* Your instructions *
What follows is a listing; repeat exactly, and only, its lines from the one holding "box: [320, 115, 346, 400]" through the last, leaving any pictures out.
+ + +
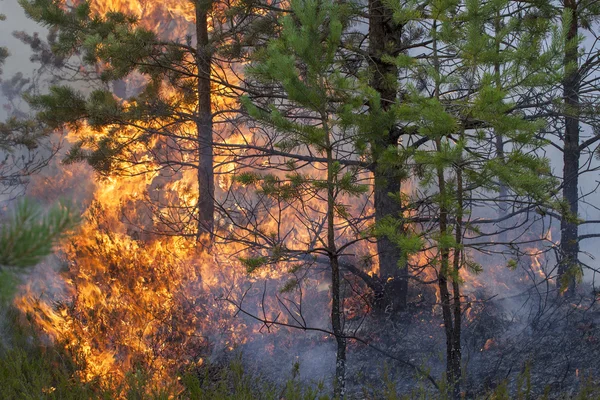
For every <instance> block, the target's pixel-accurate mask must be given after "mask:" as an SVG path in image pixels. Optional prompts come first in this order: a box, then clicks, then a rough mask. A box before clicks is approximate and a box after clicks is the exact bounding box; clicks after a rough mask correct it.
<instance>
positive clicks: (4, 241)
mask: <svg viewBox="0 0 600 400" xmlns="http://www.w3.org/2000/svg"><path fill="white" fill-rule="evenodd" d="M78 222H79V217H78V216H77V215H76V213H75V212H74V211H73V209H72V207H71V206H69V205H66V204H57V205H55V206H53V207H51V208H50V209H49V210H48V211H47V212H46V213H43V212H42V211H41V209H40V208H39V207H37V206H35V205H34V204H33V203H32V202H31V201H28V200H23V201H21V202H20V203H19V204H18V205H17V207H16V208H15V210H14V212H13V215H12V217H11V218H10V220H9V221H8V222H6V223H4V224H2V225H0V265H3V266H14V267H28V266H32V265H35V264H37V263H38V262H39V261H40V260H41V259H42V258H44V257H46V256H47V255H49V254H50V253H51V252H52V248H53V247H54V245H56V243H58V241H60V240H61V239H63V238H64V237H65V235H66V234H67V233H68V232H69V231H70V230H72V229H74V228H75V227H76V226H77V224H78Z"/></svg>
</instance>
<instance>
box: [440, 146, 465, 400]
mask: <svg viewBox="0 0 600 400" xmlns="http://www.w3.org/2000/svg"><path fill="white" fill-rule="evenodd" d="M436 147H437V149H438V151H439V149H440V148H441V140H440V139H437V140H436ZM437 177H438V188H439V191H440V198H441V200H440V222H439V223H440V225H439V226H440V233H441V234H447V233H448V229H449V227H450V226H449V218H448V217H449V215H448V213H449V210H448V206H447V204H446V203H445V202H446V201H447V200H446V199H447V197H448V193H446V178H445V176H444V169H443V167H441V166H440V167H438V168H437ZM456 184H457V201H458V213H457V216H456V227H455V240H456V247H455V248H454V258H453V265H452V269H451V268H450V249H449V248H447V247H442V248H440V250H439V251H440V270H439V275H438V288H439V290H440V297H441V303H442V304H441V306H442V318H443V320H444V332H445V334H446V381H447V382H448V387H449V389H450V390H451V391H452V396H453V398H454V399H460V385H461V378H462V368H461V361H462V347H461V328H462V326H461V323H462V307H461V301H460V300H461V299H460V283H459V277H458V273H459V269H460V265H461V262H460V258H461V252H460V243H461V240H462V212H461V209H462V202H463V199H462V172H461V171H460V169H457V182H456ZM450 283H451V286H452V294H451V293H450Z"/></svg>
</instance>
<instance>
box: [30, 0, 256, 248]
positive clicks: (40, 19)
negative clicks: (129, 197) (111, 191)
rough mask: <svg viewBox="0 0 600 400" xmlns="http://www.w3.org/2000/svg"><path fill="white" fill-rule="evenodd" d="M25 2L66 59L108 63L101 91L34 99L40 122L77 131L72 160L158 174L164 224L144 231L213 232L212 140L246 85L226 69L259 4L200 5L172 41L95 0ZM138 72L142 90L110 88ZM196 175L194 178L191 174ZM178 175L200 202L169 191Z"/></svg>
mask: <svg viewBox="0 0 600 400" xmlns="http://www.w3.org/2000/svg"><path fill="white" fill-rule="evenodd" d="M21 4H22V6H23V7H24V9H25V11H26V12H27V13H28V15H29V16H30V17H32V18H33V19H35V20H36V21H38V22H40V23H42V24H45V25H46V26H49V27H52V28H53V29H54V30H55V31H56V32H57V37H58V39H57V40H56V42H55V43H54V44H53V51H54V52H55V53H56V54H58V55H59V56H60V57H63V58H67V59H68V57H69V56H71V55H72V54H74V52H81V53H82V54H83V55H84V57H83V60H84V62H85V63H86V64H87V65H88V66H92V67H94V66H98V65H102V66H101V68H100V70H101V76H100V78H101V87H100V88H97V89H95V90H92V91H91V92H89V91H87V92H85V91H80V90H77V89H75V88H73V86H67V85H63V86H54V87H52V88H51V89H50V93H49V94H46V95H41V96H36V97H32V98H31V99H30V104H31V105H32V106H33V107H34V108H35V109H37V110H38V116H37V118H38V119H40V120H41V121H43V122H45V123H46V124H47V125H48V126H49V127H51V128H54V129H57V128H61V127H69V128H71V129H74V130H76V131H78V132H79V134H80V140H79V141H78V142H77V143H75V144H74V145H73V147H72V149H71V151H70V153H69V155H68V157H67V161H68V162H77V161H86V162H88V163H89V164H90V165H91V166H92V167H94V169H95V170H96V171H97V172H99V173H100V174H101V175H104V176H110V175H124V176H127V175H137V174H139V173H147V174H151V175H153V176H154V178H153V179H152V183H151V184H150V185H149V187H148V189H147V190H148V196H147V198H146V201H147V202H148V203H149V209H151V210H153V211H155V213H154V215H155V218H158V219H159V220H160V224H158V223H157V224H154V225H153V226H142V227H141V228H142V230H143V231H151V232H154V233H167V234H175V235H182V236H197V237H198V238H199V237H200V236H203V235H204V234H208V235H209V236H210V235H212V234H213V233H214V220H215V176H214V154H215V151H216V150H215V140H214V138H215V137H216V136H221V137H224V136H225V135H226V131H225V130H224V128H221V126H222V125H223V123H224V121H226V120H228V119H229V118H231V117H232V115H235V112H236V105H235V101H228V100H227V98H228V97H233V96H234V95H235V96H237V93H236V91H237V90H239V89H240V88H239V87H238V88H234V86H232V84H231V83H230V82H229V78H230V77H229V76H228V75H226V74H225V75H224V74H222V73H221V71H223V70H231V71H233V68H232V66H231V63H230V60H231V59H232V58H235V57H238V58H239V57H243V54H244V52H245V47H244V46H246V44H244V43H245V42H243V35H242V32H243V29H244V27H247V25H248V24H249V23H250V22H251V21H252V18H249V17H248V15H250V14H252V12H253V10H254V9H253V6H251V5H250V6H248V7H246V8H243V7H241V8H240V9H239V10H237V11H240V10H241V11H244V12H239V13H235V12H233V11H232V10H229V11H228V10H227V7H229V6H228V5H227V4H220V3H216V2H212V1H204V0H200V1H197V2H194V3H193V4H192V6H193V7H192V8H193V10H194V12H195V15H194V17H195V20H194V24H193V26H190V27H189V30H188V32H184V34H182V35H183V37H177V36H176V37H167V38H165V37H162V36H160V35H159V34H157V33H156V32H154V31H151V30H149V29H146V28H144V27H143V26H142V25H141V24H140V21H138V20H137V19H136V18H135V17H134V16H130V15H125V14H123V13H120V12H108V13H106V14H105V15H103V16H101V15H95V14H94V13H93V12H92V9H91V7H90V4H89V3H81V4H79V5H77V6H75V7H73V8H72V9H65V8H63V7H62V6H61V4H60V3H59V2H56V1H52V0H35V1H22V2H21ZM132 76H141V77H143V79H144V81H145V83H144V84H143V85H142V88H141V90H138V94H135V95H133V96H128V97H127V98H125V99H121V98H118V97H116V96H115V95H114V94H113V93H112V92H111V90H109V85H110V84H111V83H112V84H113V86H114V85H116V87H121V86H122V85H120V82H122V81H123V80H124V79H127V78H129V77H132ZM120 94H121V93H120ZM217 99H218V100H219V101H217ZM223 100H225V101H223ZM192 171H195V179H194V180H195V182H193V181H192V182H189V181H188V180H187V178H186V179H184V176H189V173H190V172H192ZM180 180H181V181H182V182H184V184H185V185H188V186H190V187H189V191H192V190H194V191H196V192H197V196H196V198H197V200H196V202H195V204H190V203H189V200H182V199H181V198H179V196H178V194H177V193H172V192H170V191H169V190H168V189H167V187H166V186H168V185H169V184H172V183H173V182H174V181H180ZM194 186H195V189H194ZM167 215H171V217H166V216H167ZM156 216H158V217H156ZM141 219H142V220H143V218H141ZM140 223H141V224H143V222H140Z"/></svg>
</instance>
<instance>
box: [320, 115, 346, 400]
mask: <svg viewBox="0 0 600 400" xmlns="http://www.w3.org/2000/svg"><path fill="white" fill-rule="evenodd" d="M322 119H323V127H324V130H325V132H326V135H327V137H326V146H327V251H328V253H329V265H330V267H331V325H332V328H333V334H334V335H335V340H336V343H337V352H336V360H335V382H334V398H336V399H343V398H344V396H345V392H346V338H345V337H344V336H345V335H344V327H343V310H342V291H341V290H342V286H341V279H340V278H341V276H340V263H339V256H338V252H337V245H336V242H335V215H334V214H335V197H336V183H337V182H336V180H337V177H336V172H335V169H334V168H335V166H334V159H333V149H332V147H331V140H330V138H329V129H328V125H327V118H326V115H325V114H323V115H322Z"/></svg>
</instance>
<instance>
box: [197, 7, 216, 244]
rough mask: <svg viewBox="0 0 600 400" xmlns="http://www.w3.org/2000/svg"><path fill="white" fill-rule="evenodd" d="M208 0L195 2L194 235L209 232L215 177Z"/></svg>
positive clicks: (211, 212)
mask: <svg viewBox="0 0 600 400" xmlns="http://www.w3.org/2000/svg"><path fill="white" fill-rule="evenodd" d="M211 7H212V0H198V1H197V3H196V36H197V38H198V39H197V40H198V43H197V54H196V65H197V66H198V111H197V117H196V129H197V134H198V191H199V195H198V228H197V229H198V230H197V235H198V238H200V236H201V235H202V234H203V233H205V234H206V233H207V234H209V235H211V234H212V232H213V228H214V212H215V205H214V198H215V179H214V173H213V137H212V122H213V121H212V108H211V104H212V102H211V90H210V71H211V57H212V54H211V49H210V41H209V37H208V13H209V11H210V9H211Z"/></svg>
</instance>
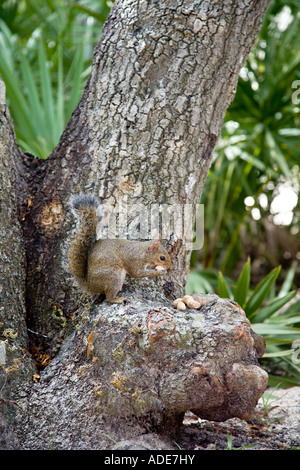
+ + +
* Written solution *
box: [320, 115, 346, 400]
mask: <svg viewBox="0 0 600 400" xmlns="http://www.w3.org/2000/svg"><path fill="white" fill-rule="evenodd" d="M322 119H323V127H324V130H325V132H326V135H327V137H326V146H327V251H328V253H329V265H330V267H331V325H332V328H333V334H334V335H335V340H336V343H337V352H336V360H335V382H334V398H336V399H343V398H344V396H345V392H346V338H345V337H344V336H345V335H344V327H343V310H342V291H341V290H342V286H341V279H340V278H341V276H340V263H339V256H338V252H337V245H336V242H335V215H334V214H335V197H336V183H337V182H336V180H337V177H336V172H335V169H334V168H335V166H334V159H333V149H332V147H331V140H330V138H329V129H328V125H327V118H326V115H325V114H323V115H322Z"/></svg>
</instance>
<instance>
box: [197, 7, 216, 244]
rough mask: <svg viewBox="0 0 600 400" xmlns="http://www.w3.org/2000/svg"><path fill="white" fill-rule="evenodd" d="M208 0L195 2L194 235L209 232L215 177Z"/></svg>
positive clicks: (211, 212)
mask: <svg viewBox="0 0 600 400" xmlns="http://www.w3.org/2000/svg"><path fill="white" fill-rule="evenodd" d="M211 7H212V0H198V1H197V3H196V36H197V38H198V39H197V40H198V43H197V54H196V65H197V66H198V111H197V117H196V129H197V134H198V191H199V195H198V228H197V229H198V230H197V235H198V238H200V236H201V235H202V234H203V233H205V234H206V233H207V234H209V235H211V234H212V232H213V228H214V212H215V205H214V198H215V179H214V173H213V137H212V122H213V121H212V108H211V104H212V102H211V90H210V71H211V57H212V54H211V49H210V41H209V37H208V13H209V11H210V9H211Z"/></svg>
</instance>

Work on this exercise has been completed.